- _Task to complete_
Show every line of the listing below that contains the word "cluster". Case counts.

>> START Supplied information

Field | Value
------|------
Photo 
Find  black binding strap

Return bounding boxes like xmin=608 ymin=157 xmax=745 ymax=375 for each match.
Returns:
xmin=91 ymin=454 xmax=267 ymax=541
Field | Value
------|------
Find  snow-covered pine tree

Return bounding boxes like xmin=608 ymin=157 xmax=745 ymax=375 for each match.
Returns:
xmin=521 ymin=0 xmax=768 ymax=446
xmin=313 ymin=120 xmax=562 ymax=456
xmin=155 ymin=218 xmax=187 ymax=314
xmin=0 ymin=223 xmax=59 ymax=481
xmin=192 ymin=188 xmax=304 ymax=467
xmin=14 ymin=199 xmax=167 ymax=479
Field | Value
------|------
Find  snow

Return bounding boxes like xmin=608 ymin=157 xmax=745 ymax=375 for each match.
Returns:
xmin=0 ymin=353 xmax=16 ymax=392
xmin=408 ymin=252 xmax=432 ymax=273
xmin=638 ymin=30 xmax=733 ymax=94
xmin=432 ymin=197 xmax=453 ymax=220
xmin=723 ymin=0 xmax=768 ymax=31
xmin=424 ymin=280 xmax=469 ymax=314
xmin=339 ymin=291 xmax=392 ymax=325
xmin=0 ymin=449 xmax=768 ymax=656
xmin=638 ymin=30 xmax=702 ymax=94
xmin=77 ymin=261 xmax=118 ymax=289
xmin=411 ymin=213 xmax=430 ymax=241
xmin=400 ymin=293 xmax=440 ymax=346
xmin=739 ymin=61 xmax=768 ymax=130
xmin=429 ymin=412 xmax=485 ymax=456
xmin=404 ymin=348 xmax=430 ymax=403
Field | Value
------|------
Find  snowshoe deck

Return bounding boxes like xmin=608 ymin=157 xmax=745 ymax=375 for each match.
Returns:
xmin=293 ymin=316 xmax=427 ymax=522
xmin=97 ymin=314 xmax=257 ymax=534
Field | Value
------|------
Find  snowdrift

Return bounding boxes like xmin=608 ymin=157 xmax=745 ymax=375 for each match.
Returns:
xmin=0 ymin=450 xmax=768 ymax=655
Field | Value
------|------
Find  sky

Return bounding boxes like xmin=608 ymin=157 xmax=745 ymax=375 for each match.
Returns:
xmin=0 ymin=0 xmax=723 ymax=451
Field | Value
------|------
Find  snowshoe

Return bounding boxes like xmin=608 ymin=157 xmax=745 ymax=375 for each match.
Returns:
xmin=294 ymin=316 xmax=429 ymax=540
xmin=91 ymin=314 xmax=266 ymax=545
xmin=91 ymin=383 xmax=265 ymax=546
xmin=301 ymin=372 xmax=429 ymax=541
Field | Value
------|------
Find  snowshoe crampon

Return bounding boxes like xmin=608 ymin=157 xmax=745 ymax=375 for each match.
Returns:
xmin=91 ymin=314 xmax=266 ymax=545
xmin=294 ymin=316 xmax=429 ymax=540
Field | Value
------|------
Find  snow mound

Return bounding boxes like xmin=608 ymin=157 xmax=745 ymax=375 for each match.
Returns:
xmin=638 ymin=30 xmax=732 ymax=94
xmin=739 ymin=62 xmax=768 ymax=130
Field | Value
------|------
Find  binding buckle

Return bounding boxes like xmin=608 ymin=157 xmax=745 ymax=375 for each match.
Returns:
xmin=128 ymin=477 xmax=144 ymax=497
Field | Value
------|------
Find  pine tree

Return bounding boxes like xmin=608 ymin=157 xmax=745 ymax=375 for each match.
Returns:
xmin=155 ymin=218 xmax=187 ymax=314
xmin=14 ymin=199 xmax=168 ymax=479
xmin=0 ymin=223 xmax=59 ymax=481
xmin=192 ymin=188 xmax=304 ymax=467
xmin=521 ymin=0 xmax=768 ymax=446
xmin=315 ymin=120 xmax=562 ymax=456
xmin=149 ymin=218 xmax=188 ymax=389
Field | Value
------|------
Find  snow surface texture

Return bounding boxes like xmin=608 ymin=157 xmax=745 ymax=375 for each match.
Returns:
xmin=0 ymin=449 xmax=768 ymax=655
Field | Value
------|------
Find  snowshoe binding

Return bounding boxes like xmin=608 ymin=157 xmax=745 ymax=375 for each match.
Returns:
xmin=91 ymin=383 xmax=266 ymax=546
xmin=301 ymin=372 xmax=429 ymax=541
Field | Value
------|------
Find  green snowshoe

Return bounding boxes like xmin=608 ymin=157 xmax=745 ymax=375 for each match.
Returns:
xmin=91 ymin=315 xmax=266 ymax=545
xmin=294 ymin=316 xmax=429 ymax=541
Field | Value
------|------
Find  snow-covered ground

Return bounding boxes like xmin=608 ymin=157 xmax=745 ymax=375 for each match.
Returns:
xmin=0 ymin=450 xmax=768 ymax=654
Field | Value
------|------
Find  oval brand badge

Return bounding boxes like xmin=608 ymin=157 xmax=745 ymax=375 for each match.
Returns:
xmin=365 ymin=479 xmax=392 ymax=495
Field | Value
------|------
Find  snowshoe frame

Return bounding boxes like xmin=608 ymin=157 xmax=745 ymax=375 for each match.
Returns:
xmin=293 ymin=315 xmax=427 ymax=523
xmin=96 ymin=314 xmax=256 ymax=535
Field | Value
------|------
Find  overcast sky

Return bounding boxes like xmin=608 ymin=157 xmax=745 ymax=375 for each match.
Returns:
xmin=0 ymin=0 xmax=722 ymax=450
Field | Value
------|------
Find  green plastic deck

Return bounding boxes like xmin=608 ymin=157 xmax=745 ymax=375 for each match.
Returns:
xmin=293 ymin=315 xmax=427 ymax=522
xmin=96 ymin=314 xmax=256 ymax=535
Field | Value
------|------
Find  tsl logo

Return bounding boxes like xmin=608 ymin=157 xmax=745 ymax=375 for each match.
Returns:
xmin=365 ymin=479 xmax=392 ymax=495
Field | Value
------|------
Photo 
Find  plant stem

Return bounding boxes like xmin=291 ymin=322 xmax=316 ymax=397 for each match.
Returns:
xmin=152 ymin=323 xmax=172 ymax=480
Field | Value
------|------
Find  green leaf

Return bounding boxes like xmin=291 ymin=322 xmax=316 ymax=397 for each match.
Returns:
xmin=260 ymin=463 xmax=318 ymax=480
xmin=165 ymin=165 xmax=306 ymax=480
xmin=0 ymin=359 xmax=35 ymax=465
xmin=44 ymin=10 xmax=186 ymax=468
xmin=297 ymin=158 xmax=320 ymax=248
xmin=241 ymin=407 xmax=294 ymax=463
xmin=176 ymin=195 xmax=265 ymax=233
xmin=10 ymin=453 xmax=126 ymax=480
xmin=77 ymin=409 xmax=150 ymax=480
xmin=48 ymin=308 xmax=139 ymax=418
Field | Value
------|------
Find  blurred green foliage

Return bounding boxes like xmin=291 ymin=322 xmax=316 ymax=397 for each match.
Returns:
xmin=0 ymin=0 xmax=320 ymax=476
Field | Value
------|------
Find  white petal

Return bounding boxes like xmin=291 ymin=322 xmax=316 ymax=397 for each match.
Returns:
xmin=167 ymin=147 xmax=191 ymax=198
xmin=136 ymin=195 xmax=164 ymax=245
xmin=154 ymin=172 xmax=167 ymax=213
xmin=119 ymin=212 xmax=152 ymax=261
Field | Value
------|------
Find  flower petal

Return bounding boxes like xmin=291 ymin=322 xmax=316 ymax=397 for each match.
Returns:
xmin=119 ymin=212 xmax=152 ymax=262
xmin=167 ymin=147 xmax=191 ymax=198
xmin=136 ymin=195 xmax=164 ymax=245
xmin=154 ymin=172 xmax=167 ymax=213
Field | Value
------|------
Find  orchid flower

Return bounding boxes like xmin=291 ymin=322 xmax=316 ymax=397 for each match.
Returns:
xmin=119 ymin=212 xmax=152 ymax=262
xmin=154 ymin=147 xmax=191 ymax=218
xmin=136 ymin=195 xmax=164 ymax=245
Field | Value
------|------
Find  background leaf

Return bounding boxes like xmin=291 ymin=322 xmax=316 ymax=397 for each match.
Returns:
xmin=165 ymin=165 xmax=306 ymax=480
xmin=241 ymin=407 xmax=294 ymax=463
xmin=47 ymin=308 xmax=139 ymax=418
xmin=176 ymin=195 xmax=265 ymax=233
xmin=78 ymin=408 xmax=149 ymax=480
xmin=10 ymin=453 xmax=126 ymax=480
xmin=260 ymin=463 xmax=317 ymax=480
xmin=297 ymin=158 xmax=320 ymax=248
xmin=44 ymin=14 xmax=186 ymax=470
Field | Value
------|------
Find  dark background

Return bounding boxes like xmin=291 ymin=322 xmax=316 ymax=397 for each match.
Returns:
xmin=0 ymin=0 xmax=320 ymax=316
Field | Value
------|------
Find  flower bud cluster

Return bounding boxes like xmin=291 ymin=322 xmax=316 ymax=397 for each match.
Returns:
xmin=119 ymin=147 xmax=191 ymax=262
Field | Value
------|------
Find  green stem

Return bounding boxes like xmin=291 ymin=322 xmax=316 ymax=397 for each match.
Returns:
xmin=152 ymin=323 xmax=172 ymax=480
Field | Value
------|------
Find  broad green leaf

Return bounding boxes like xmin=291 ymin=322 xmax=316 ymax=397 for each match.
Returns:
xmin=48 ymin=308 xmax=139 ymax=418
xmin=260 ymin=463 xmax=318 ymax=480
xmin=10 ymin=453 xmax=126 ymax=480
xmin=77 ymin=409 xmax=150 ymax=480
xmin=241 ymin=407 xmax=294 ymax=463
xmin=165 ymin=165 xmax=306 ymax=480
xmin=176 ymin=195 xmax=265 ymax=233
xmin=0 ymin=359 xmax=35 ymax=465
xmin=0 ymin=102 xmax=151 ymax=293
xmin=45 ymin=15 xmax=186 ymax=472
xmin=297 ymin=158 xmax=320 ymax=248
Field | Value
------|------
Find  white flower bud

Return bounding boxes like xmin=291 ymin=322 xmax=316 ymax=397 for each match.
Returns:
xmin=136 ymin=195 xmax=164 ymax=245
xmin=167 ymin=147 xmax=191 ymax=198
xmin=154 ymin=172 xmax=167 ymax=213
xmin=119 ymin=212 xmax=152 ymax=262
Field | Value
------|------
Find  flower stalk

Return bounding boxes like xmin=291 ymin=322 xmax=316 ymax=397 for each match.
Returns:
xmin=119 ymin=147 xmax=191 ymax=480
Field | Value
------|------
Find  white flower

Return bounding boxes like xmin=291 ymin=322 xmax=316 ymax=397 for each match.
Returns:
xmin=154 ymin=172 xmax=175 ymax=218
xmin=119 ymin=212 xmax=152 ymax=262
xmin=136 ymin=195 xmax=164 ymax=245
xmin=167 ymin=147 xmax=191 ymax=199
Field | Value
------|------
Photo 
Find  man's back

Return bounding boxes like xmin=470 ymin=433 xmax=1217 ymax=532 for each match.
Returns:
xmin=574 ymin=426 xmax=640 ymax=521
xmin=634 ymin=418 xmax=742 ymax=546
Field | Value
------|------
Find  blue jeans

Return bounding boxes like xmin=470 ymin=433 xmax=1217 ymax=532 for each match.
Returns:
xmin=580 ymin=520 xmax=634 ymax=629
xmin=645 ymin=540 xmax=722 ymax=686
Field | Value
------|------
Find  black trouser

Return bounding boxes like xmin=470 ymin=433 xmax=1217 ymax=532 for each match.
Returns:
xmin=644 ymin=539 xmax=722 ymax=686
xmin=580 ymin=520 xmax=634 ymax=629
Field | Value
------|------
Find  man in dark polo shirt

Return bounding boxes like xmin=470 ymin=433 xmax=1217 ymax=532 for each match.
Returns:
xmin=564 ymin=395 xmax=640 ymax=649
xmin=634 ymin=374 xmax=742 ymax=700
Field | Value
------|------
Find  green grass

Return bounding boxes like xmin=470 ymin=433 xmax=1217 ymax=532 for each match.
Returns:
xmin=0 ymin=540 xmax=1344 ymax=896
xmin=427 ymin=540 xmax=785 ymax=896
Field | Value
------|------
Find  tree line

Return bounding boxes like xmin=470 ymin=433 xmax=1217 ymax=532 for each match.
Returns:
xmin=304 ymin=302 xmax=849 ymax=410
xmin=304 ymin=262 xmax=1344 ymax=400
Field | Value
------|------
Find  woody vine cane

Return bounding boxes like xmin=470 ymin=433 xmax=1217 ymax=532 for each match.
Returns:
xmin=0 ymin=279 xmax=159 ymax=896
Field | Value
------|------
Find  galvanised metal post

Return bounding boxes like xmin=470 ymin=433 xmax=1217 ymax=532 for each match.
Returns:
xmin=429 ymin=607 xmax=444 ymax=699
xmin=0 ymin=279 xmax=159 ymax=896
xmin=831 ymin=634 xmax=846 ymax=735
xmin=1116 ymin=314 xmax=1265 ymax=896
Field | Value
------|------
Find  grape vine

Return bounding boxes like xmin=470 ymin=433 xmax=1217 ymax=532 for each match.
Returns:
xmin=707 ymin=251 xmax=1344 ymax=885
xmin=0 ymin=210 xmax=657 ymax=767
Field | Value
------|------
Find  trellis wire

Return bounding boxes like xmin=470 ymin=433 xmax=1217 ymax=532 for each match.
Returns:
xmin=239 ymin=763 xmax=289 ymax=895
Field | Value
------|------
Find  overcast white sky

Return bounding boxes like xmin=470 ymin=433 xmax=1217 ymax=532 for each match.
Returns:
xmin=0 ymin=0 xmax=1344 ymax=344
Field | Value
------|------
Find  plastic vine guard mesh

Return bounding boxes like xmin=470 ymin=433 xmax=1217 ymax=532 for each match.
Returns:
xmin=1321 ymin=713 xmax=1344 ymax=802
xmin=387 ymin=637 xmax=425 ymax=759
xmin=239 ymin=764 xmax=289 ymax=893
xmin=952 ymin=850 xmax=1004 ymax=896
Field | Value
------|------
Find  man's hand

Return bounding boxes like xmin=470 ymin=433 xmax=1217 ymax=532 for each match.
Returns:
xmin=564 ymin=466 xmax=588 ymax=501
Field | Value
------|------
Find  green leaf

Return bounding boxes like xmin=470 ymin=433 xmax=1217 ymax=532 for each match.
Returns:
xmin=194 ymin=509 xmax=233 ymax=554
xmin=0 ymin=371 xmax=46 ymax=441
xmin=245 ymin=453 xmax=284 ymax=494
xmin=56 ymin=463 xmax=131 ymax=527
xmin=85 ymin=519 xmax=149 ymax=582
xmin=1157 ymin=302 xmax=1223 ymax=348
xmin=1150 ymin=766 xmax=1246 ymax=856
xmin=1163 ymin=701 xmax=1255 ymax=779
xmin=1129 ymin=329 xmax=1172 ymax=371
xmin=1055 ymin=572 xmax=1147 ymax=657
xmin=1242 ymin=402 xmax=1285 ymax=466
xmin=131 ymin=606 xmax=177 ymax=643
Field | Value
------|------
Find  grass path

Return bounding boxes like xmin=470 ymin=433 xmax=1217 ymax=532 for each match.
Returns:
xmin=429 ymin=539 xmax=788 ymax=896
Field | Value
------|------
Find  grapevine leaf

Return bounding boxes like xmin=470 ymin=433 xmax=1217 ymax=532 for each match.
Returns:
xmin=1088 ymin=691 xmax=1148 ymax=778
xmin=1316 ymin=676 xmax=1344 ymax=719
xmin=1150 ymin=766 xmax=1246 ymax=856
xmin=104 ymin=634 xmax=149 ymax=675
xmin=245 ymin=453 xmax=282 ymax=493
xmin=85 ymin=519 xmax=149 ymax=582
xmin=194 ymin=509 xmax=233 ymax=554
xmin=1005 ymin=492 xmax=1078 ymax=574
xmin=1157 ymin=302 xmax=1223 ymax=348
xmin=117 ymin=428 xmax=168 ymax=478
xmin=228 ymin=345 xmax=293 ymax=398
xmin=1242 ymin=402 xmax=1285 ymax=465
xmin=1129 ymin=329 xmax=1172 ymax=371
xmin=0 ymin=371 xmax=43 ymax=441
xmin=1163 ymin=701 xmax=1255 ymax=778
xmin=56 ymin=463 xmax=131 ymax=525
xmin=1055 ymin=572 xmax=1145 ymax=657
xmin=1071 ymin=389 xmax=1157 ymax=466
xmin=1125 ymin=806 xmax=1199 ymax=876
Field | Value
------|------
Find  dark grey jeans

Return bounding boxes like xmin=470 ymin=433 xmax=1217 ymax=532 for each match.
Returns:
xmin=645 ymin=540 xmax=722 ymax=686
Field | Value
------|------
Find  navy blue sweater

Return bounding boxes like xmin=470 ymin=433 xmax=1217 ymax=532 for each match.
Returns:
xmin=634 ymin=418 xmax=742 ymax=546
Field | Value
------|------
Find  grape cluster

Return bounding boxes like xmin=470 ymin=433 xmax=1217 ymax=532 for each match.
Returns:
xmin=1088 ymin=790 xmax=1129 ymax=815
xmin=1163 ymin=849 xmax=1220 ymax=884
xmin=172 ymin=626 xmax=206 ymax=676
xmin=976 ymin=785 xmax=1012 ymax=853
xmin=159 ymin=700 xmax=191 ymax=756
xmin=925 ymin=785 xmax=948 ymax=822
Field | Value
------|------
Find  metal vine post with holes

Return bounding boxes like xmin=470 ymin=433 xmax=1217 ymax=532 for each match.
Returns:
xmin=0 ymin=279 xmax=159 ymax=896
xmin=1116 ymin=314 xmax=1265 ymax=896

>> END Supplied information

- _Output of the exercise_
Find  flower bud cluster
Find  grape cluster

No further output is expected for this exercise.